ASSIGNED TASK => According to the High Deductible Plan F text, how long is the Medigap Initial Enrollment period, and when does it begin?

TEXT =>
- - -
How Does This Plan Work?
All Medigap policies supplement your Original Medicare coverage, so Medicare will pay its share (80%), and you’ll pay yours — in this case, you’ll pay up to the annual deductible.
After Medicare pays its share, you agree to pay the first amount of your share ($2,370 in 2021). That’s your out-of-pocket limit with High Deductible plan F.
From there on, your plan will pay 100% of your share on all services for Parts A and B.
High Deductible Plan F Benefits
After you pay the first $2,370, your coverage is the same as regular Plan F:
- Medicare Part A coinsurance and hospital expenses
- Medicare Part B coinsurance
- Part A hospice care coinsurance
- Part A deductible
- Part B deductible
- Part B excess charges
- Skilled nursing facility coinsurance
- Foreign travel emergency care
What Else You Should Know
Medicare changes the deductible each year, so it increases a little bit over time. When you choose a High Deductible Plan F, you’ll pay lower premiums — which often interests people who have a lot in retirement savings. So if they have a year where they use more healthcare, they can typically afford to spend some money out of pocket.
The lower monthly premiums will allow you to save money if you choose High Deductible Plan F over a standard Plan F.
The pricing for this high deductible plan varies from company to company, and not all insurers offer it. Carolina Senior Benefits can help you compare rates and tell you if this particular plan would be a good fit for your needs.
When to Enroll
It’s best to enroll during Medigap Initial Enrollment — a six-month period that begins when you turn 65 and enroll in Medicare Part B. If you don’t sign up during this time, you may not be able to get the Medigap plan you want or it might cost more.
How the Companies Charge You
Each Medigap plan charges a monthly premium. The exact amount may vary by area, gender, and tobacco status. Insurance carriers can set monthly premiums for their policies in three ways:
- Community rated — Everybody who buys the plan pays the same monthly amount no matter their age.
- Issue-age rated — Monthly premiums are based on the age when you first buy a plan. Younger buyers will have lower premiums, and the premiums don’t go up as you get older.
- Attained-age rated — Monthly premiums are based on your CURRENT age. So, your premium will increase as you get older.
- - -
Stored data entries
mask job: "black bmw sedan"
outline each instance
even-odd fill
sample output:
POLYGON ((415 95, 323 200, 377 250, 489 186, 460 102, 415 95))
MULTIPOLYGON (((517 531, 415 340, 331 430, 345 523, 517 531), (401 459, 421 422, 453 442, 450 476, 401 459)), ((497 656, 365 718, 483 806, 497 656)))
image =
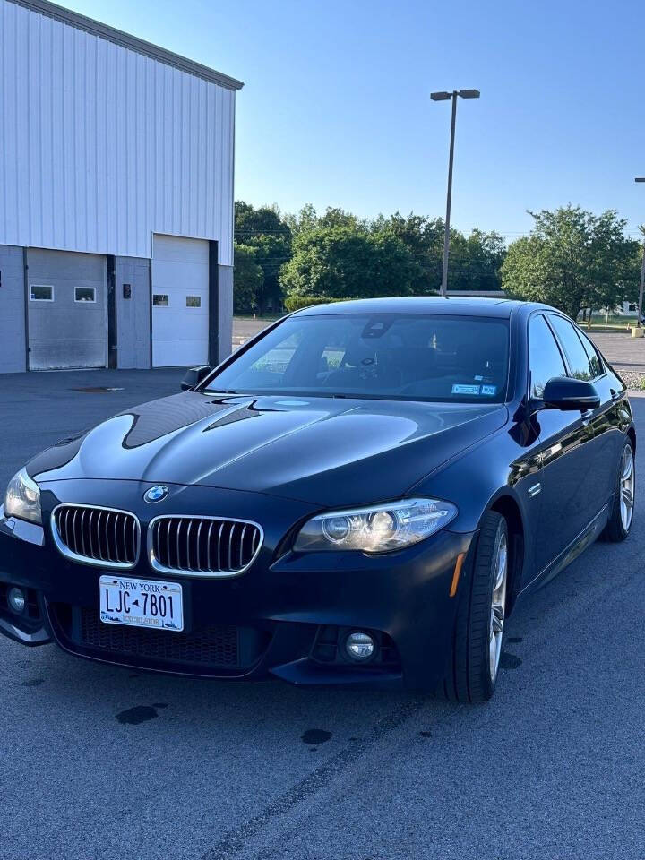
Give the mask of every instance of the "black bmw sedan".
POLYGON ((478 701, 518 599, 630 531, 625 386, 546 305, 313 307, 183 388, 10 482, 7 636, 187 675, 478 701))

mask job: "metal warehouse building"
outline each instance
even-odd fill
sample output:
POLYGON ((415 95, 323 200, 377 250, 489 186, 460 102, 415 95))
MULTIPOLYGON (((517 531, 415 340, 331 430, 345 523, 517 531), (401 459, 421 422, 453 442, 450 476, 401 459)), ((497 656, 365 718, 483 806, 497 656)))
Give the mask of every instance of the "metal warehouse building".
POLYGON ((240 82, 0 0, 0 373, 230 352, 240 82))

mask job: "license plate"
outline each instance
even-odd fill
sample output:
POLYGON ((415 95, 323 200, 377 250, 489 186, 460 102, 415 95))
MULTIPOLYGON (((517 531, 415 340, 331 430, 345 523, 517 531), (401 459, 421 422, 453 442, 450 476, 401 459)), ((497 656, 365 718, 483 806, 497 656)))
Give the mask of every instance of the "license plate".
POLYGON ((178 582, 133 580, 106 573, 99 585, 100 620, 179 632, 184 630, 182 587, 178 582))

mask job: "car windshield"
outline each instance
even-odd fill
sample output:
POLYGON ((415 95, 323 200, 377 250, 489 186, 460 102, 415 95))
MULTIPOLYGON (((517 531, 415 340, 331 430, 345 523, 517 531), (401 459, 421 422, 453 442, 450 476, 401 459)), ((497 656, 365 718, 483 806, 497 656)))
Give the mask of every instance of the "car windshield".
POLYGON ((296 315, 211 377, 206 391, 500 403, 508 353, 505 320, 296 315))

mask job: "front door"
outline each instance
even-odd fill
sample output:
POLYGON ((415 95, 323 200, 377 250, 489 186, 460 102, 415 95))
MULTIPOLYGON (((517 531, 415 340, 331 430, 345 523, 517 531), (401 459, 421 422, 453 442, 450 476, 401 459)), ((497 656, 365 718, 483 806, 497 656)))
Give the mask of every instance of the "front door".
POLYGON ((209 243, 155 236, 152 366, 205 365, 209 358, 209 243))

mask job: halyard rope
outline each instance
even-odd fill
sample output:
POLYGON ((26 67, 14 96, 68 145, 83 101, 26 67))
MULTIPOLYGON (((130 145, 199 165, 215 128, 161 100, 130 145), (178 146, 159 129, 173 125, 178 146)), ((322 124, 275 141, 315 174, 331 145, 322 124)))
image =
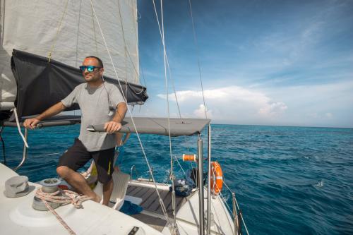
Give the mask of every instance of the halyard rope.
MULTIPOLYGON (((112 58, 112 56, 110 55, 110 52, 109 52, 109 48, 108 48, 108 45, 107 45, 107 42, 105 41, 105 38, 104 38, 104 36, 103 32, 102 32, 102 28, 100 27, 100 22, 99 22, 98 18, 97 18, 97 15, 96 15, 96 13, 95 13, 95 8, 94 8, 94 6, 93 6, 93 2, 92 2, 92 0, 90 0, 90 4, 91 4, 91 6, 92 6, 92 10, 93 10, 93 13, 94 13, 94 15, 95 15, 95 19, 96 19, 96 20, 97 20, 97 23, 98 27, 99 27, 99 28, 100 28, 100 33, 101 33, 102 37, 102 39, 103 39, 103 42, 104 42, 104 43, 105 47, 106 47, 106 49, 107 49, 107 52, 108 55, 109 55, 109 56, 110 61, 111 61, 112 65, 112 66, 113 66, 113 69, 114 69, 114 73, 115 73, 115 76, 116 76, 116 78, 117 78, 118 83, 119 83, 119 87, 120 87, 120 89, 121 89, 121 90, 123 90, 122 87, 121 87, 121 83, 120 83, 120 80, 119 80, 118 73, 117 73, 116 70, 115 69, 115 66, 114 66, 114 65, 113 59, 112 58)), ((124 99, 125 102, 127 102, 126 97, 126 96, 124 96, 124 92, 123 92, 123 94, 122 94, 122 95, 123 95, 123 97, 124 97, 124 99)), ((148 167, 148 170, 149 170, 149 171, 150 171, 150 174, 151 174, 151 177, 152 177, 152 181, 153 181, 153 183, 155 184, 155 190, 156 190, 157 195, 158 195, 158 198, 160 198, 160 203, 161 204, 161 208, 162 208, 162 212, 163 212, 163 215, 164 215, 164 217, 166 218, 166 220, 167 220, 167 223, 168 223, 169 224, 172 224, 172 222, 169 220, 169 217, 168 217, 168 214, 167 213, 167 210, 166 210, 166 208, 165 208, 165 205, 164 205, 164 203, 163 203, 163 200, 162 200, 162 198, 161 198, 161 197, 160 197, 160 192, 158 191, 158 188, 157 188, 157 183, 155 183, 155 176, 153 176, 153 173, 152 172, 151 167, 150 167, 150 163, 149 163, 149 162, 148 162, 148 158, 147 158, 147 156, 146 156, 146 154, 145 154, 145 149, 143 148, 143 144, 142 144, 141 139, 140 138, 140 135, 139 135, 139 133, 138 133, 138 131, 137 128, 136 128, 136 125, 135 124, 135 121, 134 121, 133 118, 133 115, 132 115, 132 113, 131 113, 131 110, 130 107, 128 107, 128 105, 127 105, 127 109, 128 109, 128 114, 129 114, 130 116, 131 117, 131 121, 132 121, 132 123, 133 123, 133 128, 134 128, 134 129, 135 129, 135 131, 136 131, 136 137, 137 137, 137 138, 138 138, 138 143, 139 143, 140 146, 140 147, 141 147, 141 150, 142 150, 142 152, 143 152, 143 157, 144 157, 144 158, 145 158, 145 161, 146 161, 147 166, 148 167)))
- - -
EXPECTED OUTPUT => It lasts six months and begins when you turn 65 and enroll in Medicare Part B.